_Exercise directions_.
Images in the data are to be skipped, while every line is restated exactly as written.

_Records provided_.
Start of Block

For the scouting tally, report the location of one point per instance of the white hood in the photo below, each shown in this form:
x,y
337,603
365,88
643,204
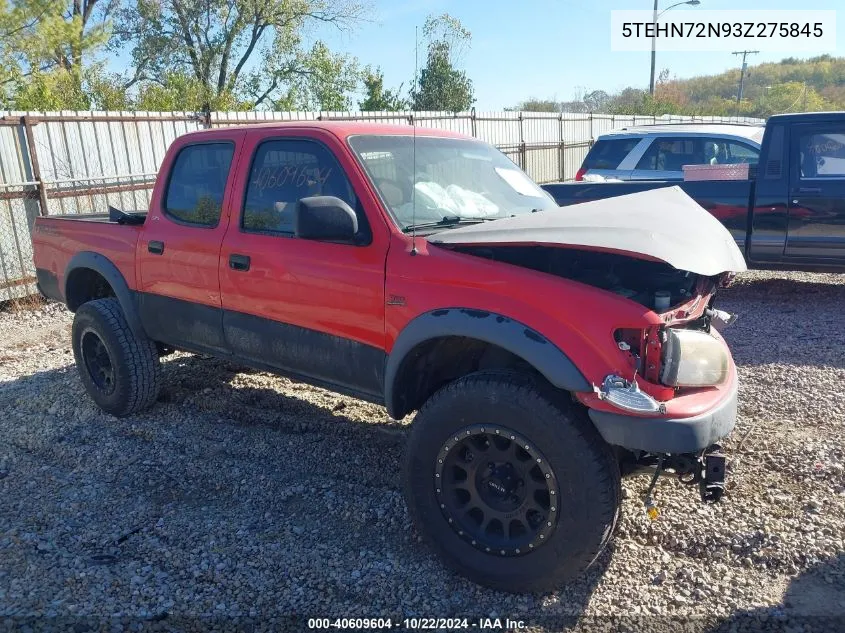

End of Block

_Solution for this exercise_.
For the scouting tally, report the location of one point per instance of the white hood in the photo below, each shown in this form:
x,y
337,603
365,88
643,204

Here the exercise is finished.